> _KUTIPAN SUMBER_
################

JAKARTA, Berita HUKUM - Pengakuan Abdul Hakim tentang adanya keterlibatan Sengman dan kedekatannya dengan Presiden Susilo Bambang Yudhoyono (SBY) dalam kasus suap impor sapi, harus jadi momentum untuk menghapuskan sistem kuota impor. Sistem kuota yang tidak transparan dan melahirkan pelaku kartel telah merugikan negara dan rakyat Indonesia.
“Inilah saatnya menghapus sistem kuota! Pertanyaanya, beranikah pemerintah menghapuskan sistem kuota dan menggantikannya dengan sistem tarif? Saya sangat prihatin atas tingginya harga berbagai produk pangan. Saat ini rakyat harus membayar daging sapi, gula, kedelai dan lainnya dengan 100% lebih mahal dibandingkan harga di luar negeri.
Semua terjadi karena sistem kuota dan praktik kartel yang sangat merugikan negara dan rakyat Indonesia. Ini sama sekali tidak adil dan harus segera dihentikan,” ujar ujar Ketua Aliansi Rakyat untuk Perubahan (ARUP) Rizal Ramli, Senin (2/9).
Terkait mahalnya harga berbagai pangan, Rizal Ramli sudah berkali-kali minta agar pemerintah menghapuskan sistem kuota dan menggantikannya dengan sistem tarif.
Dia bahkan sudah bicara langsung dengan Dirut Perum Badan Urusan Logisitik (Bulog) dan Menteri Perdagangan. Namun sejauh ini usulannya tersebut diabaikan. Mereka masih sibuk mencari-cari alasan. Padahal tugas utama pemerintah adalah mengupayakan agar rakyat bisa memperoleh bahan pangan dengan harga murah dan terjangkau.

################

> _DATA TERCATAT_
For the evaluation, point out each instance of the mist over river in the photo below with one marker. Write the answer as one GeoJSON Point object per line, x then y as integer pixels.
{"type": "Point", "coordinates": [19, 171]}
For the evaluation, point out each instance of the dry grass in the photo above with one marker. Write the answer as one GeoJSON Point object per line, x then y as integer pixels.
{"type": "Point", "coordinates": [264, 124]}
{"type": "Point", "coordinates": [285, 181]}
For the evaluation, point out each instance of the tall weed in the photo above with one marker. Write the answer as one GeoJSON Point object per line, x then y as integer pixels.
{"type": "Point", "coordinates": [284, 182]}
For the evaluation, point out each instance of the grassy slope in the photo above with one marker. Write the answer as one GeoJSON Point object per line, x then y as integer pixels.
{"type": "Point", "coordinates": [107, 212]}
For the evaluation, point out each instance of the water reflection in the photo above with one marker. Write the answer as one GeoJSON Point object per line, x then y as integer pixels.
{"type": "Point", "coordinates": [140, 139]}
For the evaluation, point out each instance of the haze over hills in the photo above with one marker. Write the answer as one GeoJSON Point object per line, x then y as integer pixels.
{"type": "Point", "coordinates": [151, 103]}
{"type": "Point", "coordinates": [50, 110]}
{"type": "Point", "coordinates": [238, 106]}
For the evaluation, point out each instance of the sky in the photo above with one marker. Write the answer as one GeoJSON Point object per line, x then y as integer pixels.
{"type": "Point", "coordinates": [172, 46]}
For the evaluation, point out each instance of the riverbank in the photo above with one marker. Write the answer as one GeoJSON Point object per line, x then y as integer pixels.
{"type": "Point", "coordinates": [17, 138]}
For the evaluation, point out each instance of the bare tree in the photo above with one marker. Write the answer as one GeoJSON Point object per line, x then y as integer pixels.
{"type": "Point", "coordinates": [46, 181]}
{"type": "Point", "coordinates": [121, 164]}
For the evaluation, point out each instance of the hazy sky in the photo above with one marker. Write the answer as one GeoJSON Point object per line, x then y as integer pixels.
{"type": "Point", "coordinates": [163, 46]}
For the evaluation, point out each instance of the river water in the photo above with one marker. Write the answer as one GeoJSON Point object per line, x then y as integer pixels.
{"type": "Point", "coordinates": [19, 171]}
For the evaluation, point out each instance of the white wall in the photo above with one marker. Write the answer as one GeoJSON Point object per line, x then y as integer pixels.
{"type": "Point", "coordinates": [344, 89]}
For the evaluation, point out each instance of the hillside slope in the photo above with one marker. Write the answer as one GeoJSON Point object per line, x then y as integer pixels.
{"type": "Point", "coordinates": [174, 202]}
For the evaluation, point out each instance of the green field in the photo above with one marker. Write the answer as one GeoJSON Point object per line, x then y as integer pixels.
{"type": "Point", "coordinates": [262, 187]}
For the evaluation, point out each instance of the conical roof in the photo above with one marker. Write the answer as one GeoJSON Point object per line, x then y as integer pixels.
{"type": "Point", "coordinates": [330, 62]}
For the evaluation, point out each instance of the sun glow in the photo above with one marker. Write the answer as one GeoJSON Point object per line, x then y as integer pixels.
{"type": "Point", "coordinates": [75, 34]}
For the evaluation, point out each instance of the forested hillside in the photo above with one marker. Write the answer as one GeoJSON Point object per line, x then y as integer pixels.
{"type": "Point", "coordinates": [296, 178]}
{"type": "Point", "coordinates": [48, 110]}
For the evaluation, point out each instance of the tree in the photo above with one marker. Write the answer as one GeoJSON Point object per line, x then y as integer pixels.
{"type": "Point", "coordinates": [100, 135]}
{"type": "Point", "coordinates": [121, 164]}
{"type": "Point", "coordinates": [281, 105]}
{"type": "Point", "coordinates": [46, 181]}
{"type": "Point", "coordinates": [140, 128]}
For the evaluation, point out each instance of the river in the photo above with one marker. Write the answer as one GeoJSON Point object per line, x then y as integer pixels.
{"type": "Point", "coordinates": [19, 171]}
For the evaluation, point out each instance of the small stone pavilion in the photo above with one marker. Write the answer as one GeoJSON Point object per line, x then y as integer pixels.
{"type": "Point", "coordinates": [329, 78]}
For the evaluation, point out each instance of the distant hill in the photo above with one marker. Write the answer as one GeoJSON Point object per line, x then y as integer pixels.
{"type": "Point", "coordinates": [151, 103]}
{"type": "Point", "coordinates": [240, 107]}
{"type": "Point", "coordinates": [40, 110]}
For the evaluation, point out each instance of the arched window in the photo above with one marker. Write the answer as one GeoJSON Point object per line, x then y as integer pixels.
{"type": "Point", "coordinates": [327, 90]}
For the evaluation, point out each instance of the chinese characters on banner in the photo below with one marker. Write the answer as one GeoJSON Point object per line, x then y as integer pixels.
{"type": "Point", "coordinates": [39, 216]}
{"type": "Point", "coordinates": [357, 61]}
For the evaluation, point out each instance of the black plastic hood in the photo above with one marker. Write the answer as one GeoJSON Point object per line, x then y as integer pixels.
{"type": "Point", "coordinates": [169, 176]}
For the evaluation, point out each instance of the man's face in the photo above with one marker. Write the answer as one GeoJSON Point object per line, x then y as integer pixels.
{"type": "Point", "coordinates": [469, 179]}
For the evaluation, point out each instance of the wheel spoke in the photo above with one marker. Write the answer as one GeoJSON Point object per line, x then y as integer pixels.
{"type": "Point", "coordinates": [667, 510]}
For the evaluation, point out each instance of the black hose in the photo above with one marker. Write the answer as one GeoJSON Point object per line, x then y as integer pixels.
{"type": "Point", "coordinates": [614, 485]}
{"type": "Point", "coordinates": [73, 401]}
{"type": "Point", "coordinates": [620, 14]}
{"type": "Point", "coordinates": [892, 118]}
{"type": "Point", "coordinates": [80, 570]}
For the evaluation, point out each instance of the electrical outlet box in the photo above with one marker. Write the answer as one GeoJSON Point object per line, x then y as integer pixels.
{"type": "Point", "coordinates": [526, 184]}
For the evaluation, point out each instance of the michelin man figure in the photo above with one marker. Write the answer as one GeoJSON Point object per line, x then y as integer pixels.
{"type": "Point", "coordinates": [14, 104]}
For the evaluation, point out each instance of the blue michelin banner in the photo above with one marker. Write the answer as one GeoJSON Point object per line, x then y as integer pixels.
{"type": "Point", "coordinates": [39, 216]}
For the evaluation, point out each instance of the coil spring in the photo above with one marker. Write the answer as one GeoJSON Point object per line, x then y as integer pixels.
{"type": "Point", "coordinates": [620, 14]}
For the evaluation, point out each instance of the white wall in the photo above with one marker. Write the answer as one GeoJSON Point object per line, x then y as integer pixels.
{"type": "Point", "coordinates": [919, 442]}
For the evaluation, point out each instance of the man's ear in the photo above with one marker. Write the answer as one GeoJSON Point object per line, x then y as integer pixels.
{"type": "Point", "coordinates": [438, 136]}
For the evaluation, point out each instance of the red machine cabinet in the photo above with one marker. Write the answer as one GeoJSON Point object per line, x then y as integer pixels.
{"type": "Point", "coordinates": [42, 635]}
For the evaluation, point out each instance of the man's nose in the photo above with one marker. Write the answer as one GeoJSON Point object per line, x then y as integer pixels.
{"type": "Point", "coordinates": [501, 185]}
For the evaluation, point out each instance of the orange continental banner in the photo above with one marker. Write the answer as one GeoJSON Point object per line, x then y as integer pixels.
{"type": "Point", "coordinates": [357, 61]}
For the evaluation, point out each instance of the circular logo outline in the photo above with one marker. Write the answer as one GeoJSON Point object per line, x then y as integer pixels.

################

> _DAFTAR TUGAS_
[A] Jawablah pertanyaan berikut berdasarkan berita tentang sistem kuota impor.
(i) Menurut pengakuan Abdul Hakim, siapa yang terlibat dan memiliki kedekatan dengan Presiden Susilo Bambang Yudhoyono?
(ii) Sistem apa yang diusulkan Rizal Ramli untuk menggantikan sistem kuota?
(iii) Dengan pejabat siapa saja Rizal Ramli sudah berbicara langsung?
[B] Tentukan apakah setiap pernyataan berikut sesuai dengan berita tentang sistem kuota impor. Jawab ya atau tidak, disertai kutipan kata-kata penentunya dari berita tersebut.
(i) Rakyat harus membayar daging sapi 100% lebih mahal dibandingkan harga di luar negeri.
(ii) Usulan Rizal Ramli telah diterima oleh pemerintah.
(iii) Rizal Ramli menjabat sebagai Ketua Aliansi Rakyat untuk Perubahan.
[C] Teruskan berita tentang sistem kuota impor mulai dari kalimat terakhirnya.
Catatan-catatan tersebut berasal dari sumber lain.

> _JAWABAN_
[A]
(i) Sengman.
(ii) Sistem tarif.
(iii) Dirut Perum Badan Urusan Logistik (Bulog) dan Menteri Perdagangan.

[B]
(i) Ya: "rakyat harus membayar daging sapi, gula, kedelai dan lainnya dengan 100% lebih mahal dibandingkan harga di luar negeri"
(ii) Tidak: "Namun sejauh ini usulannya tersebut diabaikan."
(iii) Ya: "Ketua Aliansi Rakyat untuk Perubahan (ARUP) Rizal Ramli"

[C]
“Alasan yang disampaikan para pejabat itu sangat lemah. Makanya ambil inisiatif, para pejabat debat dengan kami. Kenapa pemerintah tidak berani mencabut sistem kuota dan menggantikannya dengan sistem tarif? Bukankah sistem tarif lebih adil?
Negara juga akan dapat penerimaan dari sini. Kalau sistem kuota, negara tidak menerima apa-apa, tapi pejabatnya yang menerima ‘setoran’,” tuturnya.
Saat bersaksi untuk Fathanah di Pengadilan Tipikor, Kamis silam (29/8), Abdul Hakim yang juga anak Ketua Majelis Syuro Partai Keadilan Sejahtera (PKS) Hilmi Aminuddin, mengatakan Sengman adalah orang dekat Ketua Umum Partai Demokrat.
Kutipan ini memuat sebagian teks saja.